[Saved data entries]
+---+

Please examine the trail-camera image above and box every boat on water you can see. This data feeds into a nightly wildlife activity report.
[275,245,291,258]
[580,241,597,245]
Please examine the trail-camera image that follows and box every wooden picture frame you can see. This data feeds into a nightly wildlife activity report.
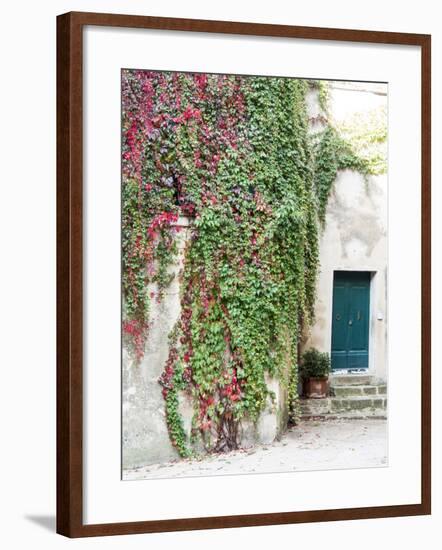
[57,11,431,537]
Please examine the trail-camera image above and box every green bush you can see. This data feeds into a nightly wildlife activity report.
[300,348,330,379]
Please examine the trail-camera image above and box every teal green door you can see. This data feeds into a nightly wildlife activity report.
[331,271,370,371]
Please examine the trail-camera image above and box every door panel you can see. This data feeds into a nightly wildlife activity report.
[331,272,370,371]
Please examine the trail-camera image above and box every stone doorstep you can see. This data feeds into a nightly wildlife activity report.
[330,374,373,386]
[332,384,387,397]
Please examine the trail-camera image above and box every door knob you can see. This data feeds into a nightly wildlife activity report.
[348,320,353,326]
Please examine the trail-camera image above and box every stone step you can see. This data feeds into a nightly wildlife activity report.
[300,411,387,420]
[331,384,387,397]
[300,398,332,416]
[330,374,373,386]
[299,396,387,420]
[331,396,387,412]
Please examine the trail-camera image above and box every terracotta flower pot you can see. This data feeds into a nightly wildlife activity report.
[303,376,329,399]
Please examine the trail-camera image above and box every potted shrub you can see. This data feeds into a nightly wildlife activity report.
[300,348,331,398]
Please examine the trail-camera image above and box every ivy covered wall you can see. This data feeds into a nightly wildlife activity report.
[121,71,374,460]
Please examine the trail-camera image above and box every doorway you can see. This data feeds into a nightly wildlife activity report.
[331,271,371,371]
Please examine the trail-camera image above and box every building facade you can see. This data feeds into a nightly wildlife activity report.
[303,82,387,382]
[300,82,388,419]
[122,82,388,471]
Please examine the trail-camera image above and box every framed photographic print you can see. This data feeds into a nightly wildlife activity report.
[57,11,431,537]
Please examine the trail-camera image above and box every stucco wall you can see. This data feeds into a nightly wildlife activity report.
[303,83,388,382]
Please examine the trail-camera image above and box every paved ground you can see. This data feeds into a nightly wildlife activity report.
[123,419,387,481]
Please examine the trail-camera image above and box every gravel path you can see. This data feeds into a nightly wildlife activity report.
[123,419,387,481]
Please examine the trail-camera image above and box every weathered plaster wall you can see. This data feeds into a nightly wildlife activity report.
[122,218,190,469]
[303,84,388,382]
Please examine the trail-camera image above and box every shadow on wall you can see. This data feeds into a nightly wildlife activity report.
[24,515,55,533]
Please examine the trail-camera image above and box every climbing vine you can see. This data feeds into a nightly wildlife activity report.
[313,126,373,224]
[310,82,387,224]
[122,72,379,457]
[336,104,387,176]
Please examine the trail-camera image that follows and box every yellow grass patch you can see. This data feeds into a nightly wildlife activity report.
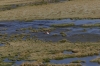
[0,0,41,6]
[0,39,100,62]
[0,0,100,21]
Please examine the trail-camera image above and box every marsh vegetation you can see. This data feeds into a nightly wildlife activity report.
[91,57,100,64]
[81,23,100,27]
[0,19,100,66]
[51,23,75,27]
[0,0,100,65]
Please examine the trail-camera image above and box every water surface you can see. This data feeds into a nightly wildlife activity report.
[0,19,100,42]
[1,19,100,66]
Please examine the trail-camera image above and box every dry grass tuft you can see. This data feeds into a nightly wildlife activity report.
[21,61,82,66]
[91,57,100,64]
[0,38,100,65]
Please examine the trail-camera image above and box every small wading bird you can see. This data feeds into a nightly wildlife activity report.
[43,31,50,34]
[46,31,49,34]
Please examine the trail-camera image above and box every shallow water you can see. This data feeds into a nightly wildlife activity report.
[4,58,33,66]
[1,19,100,42]
[3,55,100,66]
[13,60,30,66]
[50,54,100,66]
[0,43,5,46]
[1,19,100,66]
[63,51,73,54]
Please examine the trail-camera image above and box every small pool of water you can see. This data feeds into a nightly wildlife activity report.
[50,54,100,66]
[13,60,29,66]
[4,58,34,66]
[4,58,12,62]
[63,51,73,54]
[0,43,5,46]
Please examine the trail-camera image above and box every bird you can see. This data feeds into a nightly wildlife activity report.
[46,31,49,34]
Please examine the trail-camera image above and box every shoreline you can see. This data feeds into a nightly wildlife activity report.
[0,18,100,22]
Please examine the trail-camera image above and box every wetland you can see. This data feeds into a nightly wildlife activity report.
[0,19,100,66]
[0,0,100,66]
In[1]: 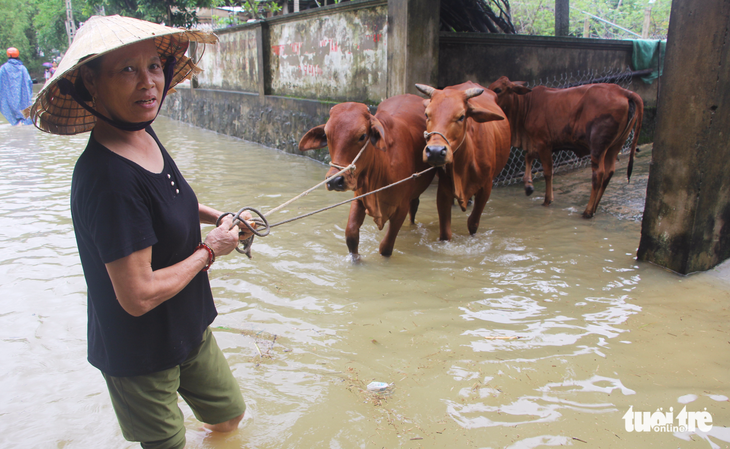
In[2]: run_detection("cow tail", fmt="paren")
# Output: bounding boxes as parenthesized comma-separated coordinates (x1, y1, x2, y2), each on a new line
(625, 91, 644, 183)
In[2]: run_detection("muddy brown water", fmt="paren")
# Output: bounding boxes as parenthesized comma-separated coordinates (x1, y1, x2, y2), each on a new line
(0, 115, 728, 449)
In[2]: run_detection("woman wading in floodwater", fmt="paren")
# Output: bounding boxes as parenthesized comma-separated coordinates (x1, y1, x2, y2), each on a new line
(28, 15, 254, 449)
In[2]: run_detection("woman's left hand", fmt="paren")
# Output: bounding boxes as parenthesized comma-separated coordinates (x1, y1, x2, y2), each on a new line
(204, 215, 241, 257)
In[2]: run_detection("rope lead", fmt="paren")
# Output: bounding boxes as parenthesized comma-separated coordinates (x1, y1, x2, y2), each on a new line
(217, 148, 436, 259)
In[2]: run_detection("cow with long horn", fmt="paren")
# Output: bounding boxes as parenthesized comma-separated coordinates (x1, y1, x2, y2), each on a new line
(415, 81, 511, 241)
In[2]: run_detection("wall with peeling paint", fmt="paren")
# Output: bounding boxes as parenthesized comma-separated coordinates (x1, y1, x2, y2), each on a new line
(164, 0, 660, 154)
(268, 5, 387, 103)
(197, 26, 260, 92)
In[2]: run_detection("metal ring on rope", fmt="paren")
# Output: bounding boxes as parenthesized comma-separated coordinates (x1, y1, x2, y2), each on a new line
(424, 130, 451, 147)
(216, 207, 270, 258)
(213, 137, 430, 259)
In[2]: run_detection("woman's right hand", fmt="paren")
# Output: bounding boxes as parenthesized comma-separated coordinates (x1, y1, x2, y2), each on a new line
(204, 215, 240, 257)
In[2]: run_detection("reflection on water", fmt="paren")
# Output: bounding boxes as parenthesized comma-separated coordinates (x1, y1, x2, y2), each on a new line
(0, 116, 728, 449)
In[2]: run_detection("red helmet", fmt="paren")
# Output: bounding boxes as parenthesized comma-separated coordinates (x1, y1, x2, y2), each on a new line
(6, 47, 19, 58)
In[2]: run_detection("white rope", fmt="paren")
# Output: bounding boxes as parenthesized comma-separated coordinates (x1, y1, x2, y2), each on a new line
(263, 138, 370, 218)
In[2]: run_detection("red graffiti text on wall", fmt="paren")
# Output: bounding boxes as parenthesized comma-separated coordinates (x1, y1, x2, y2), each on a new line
(290, 42, 303, 54)
(300, 64, 323, 77)
(319, 38, 339, 52)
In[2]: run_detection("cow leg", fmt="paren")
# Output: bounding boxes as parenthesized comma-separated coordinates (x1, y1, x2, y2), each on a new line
(584, 147, 619, 218)
(524, 152, 535, 196)
(436, 175, 453, 241)
(345, 200, 367, 256)
(467, 185, 491, 235)
(409, 197, 419, 224)
(380, 206, 409, 256)
(542, 151, 554, 206)
(584, 122, 621, 218)
(583, 158, 605, 219)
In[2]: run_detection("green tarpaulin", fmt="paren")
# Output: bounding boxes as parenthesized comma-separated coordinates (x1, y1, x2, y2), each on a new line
(631, 39, 666, 84)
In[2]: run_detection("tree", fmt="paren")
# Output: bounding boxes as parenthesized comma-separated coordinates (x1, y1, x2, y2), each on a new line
(0, 0, 42, 77)
(510, 0, 671, 39)
(84, 0, 215, 28)
(34, 0, 91, 58)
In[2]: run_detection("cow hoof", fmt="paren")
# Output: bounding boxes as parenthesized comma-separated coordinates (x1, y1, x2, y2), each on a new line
(525, 186, 534, 196)
(582, 212, 594, 219)
(542, 200, 552, 207)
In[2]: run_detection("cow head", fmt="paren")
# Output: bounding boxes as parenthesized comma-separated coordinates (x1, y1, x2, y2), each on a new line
(487, 76, 531, 110)
(298, 102, 386, 192)
(415, 83, 504, 167)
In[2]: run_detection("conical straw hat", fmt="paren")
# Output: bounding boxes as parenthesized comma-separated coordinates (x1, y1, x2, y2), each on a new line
(27, 15, 218, 135)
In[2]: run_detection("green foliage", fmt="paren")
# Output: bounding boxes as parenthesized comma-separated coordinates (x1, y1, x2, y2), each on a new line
(511, 0, 672, 39)
(2, 0, 222, 79)
(211, 14, 243, 27)
(83, 0, 213, 28)
(211, 0, 282, 23)
(34, 0, 91, 60)
(1, 0, 95, 79)
(0, 0, 42, 77)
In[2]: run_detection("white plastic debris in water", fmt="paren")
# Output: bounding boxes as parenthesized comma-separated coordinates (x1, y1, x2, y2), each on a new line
(366, 381, 389, 391)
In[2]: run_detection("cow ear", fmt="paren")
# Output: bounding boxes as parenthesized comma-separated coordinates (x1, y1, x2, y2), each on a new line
(467, 107, 505, 123)
(298, 125, 327, 151)
(511, 83, 531, 95)
(369, 116, 387, 152)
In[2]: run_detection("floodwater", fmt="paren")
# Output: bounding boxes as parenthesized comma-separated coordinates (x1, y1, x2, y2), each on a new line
(0, 114, 728, 449)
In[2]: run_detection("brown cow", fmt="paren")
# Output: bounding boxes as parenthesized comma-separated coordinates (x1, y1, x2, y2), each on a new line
(415, 81, 511, 241)
(298, 94, 436, 257)
(487, 76, 644, 218)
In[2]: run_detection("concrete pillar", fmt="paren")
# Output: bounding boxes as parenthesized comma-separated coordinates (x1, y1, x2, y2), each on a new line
(255, 22, 270, 100)
(386, 0, 440, 96)
(637, 0, 730, 274)
(555, 0, 570, 36)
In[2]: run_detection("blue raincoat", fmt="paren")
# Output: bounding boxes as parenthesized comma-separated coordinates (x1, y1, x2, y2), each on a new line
(0, 58, 33, 125)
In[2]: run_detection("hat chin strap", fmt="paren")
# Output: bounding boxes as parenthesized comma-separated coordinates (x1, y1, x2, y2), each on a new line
(57, 57, 176, 132)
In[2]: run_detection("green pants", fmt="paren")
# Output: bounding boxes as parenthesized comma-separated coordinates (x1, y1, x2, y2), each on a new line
(103, 327, 246, 449)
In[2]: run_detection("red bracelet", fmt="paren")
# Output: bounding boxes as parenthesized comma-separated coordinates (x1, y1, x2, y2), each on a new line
(196, 242, 215, 271)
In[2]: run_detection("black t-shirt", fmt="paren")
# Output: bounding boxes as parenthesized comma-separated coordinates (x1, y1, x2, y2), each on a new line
(71, 127, 217, 377)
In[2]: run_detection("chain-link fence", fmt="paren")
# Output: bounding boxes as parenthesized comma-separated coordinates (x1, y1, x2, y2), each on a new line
(492, 67, 636, 188)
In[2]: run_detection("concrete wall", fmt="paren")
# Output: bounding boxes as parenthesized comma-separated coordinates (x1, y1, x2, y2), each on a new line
(162, 0, 661, 154)
(164, 88, 334, 162)
(437, 33, 660, 143)
(268, 3, 388, 103)
(197, 27, 260, 92)
(387, 0, 440, 96)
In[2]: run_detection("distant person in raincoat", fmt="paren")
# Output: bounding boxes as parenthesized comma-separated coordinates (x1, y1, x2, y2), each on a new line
(0, 47, 34, 125)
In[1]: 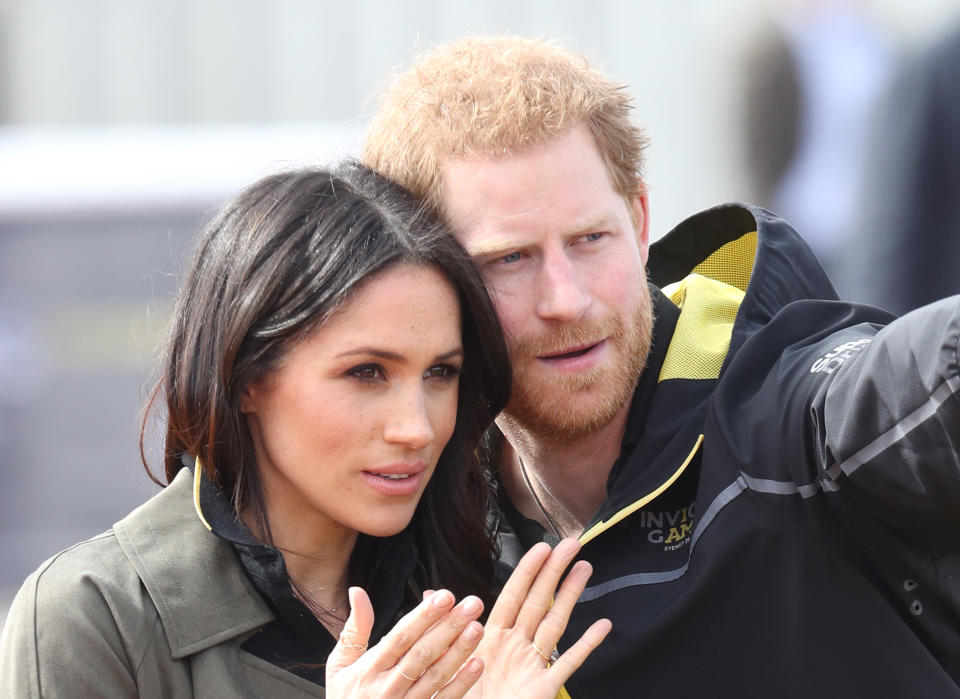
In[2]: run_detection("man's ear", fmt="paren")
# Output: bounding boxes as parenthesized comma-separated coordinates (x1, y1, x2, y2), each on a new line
(631, 192, 650, 265)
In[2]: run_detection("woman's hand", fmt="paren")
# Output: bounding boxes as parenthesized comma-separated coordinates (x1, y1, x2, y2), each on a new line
(325, 587, 485, 698)
(466, 538, 612, 698)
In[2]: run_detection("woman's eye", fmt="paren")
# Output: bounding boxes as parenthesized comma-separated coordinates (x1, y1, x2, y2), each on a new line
(347, 364, 385, 382)
(499, 251, 523, 264)
(424, 363, 460, 380)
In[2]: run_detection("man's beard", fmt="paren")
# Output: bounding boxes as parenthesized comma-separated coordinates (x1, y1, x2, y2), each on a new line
(499, 284, 654, 444)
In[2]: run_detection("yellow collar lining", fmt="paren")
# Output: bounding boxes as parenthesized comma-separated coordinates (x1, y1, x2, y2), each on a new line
(579, 434, 704, 546)
(192, 457, 214, 532)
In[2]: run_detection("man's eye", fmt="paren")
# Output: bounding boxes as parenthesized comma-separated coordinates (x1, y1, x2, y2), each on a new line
(582, 232, 605, 242)
(347, 364, 385, 382)
(500, 251, 523, 264)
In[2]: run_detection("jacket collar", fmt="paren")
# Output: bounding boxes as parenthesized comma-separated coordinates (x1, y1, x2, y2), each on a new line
(648, 202, 837, 356)
(112, 467, 274, 659)
(591, 204, 838, 521)
(614, 285, 680, 461)
(501, 205, 838, 547)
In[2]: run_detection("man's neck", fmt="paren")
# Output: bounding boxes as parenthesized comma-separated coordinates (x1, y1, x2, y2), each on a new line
(498, 405, 631, 539)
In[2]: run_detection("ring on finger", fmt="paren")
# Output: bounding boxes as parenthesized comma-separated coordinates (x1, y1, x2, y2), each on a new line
(398, 667, 420, 682)
(339, 633, 367, 652)
(532, 641, 555, 664)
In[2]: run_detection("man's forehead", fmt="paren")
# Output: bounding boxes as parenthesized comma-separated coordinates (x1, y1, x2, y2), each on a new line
(438, 132, 575, 203)
(437, 124, 640, 251)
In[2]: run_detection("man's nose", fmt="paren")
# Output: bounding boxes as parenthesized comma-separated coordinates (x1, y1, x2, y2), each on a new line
(535, 251, 590, 322)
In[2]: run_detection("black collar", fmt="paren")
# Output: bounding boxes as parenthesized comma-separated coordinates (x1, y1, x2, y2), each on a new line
(195, 467, 417, 684)
(607, 285, 681, 483)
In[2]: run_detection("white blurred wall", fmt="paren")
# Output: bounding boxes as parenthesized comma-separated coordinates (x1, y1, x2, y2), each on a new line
(3, 0, 957, 227)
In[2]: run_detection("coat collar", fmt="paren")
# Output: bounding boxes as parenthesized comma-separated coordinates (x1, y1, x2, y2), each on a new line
(112, 466, 274, 659)
(648, 202, 838, 354)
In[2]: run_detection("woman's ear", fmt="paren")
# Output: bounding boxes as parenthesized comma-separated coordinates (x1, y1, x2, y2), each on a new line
(239, 380, 260, 414)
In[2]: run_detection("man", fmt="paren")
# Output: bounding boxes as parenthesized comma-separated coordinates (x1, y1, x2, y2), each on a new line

+---+

### What you should do
Over all the entries, say how many lines hold the string "brown". The reply is the number alone.

### Task response
2